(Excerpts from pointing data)
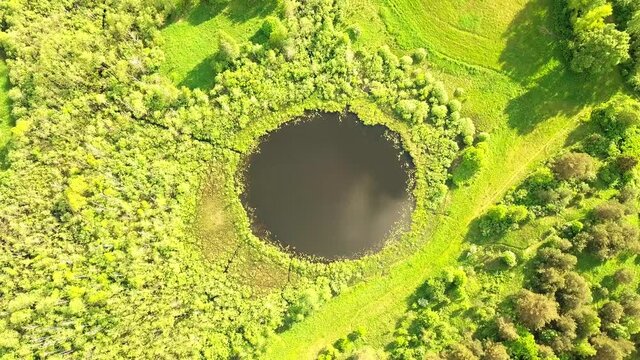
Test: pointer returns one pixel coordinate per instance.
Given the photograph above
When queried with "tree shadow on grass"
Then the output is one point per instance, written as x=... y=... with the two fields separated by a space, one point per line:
x=534 y=38
x=242 y=10
x=238 y=11
x=535 y=56
x=202 y=76
x=205 y=10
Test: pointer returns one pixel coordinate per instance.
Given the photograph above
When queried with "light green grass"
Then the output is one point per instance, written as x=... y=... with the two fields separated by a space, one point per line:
x=191 y=42
x=5 y=110
x=517 y=88
x=507 y=55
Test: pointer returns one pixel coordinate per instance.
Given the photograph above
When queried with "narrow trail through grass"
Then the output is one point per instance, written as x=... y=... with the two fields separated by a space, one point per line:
x=378 y=303
x=506 y=54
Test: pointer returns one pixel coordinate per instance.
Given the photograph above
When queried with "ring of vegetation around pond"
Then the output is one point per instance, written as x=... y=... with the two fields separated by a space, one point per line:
x=328 y=186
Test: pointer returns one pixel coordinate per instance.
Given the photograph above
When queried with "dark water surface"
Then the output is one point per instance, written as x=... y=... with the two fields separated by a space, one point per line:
x=327 y=186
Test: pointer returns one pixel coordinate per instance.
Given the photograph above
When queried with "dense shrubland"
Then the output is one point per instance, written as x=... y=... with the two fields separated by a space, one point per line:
x=550 y=300
x=108 y=159
x=605 y=34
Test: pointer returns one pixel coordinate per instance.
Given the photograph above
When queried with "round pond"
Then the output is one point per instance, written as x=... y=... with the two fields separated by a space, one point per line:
x=328 y=186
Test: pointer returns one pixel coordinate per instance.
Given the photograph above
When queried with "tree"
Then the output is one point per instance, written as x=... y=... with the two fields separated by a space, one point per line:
x=611 y=312
x=460 y=352
x=623 y=276
x=587 y=321
x=608 y=211
x=495 y=351
x=599 y=50
x=609 y=349
x=609 y=239
x=275 y=31
x=535 y=310
x=575 y=291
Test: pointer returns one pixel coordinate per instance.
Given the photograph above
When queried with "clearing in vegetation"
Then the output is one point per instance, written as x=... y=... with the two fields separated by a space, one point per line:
x=123 y=230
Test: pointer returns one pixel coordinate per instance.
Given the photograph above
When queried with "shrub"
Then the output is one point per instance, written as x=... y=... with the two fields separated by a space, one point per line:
x=598 y=51
x=608 y=211
x=509 y=258
x=535 y=310
x=500 y=218
x=575 y=291
x=575 y=166
x=616 y=116
x=495 y=351
x=275 y=31
x=611 y=313
x=623 y=276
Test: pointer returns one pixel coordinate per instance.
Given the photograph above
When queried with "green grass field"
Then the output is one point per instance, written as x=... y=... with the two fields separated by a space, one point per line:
x=508 y=57
x=5 y=119
x=192 y=41
x=512 y=70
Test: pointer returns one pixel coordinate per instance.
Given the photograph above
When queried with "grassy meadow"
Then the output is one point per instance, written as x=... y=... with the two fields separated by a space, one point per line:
x=509 y=58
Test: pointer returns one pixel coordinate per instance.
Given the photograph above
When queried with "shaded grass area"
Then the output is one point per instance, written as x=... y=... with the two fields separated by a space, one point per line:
x=508 y=56
x=511 y=64
x=6 y=122
x=190 y=43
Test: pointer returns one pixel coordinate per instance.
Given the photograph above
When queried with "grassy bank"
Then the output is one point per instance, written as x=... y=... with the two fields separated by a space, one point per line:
x=509 y=58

### [GOAL]
List every line of the material above that contains the word "pond".

### [FULL RESPONSE]
When queried with "ring of vegetation around pond"
When queried with "round pond"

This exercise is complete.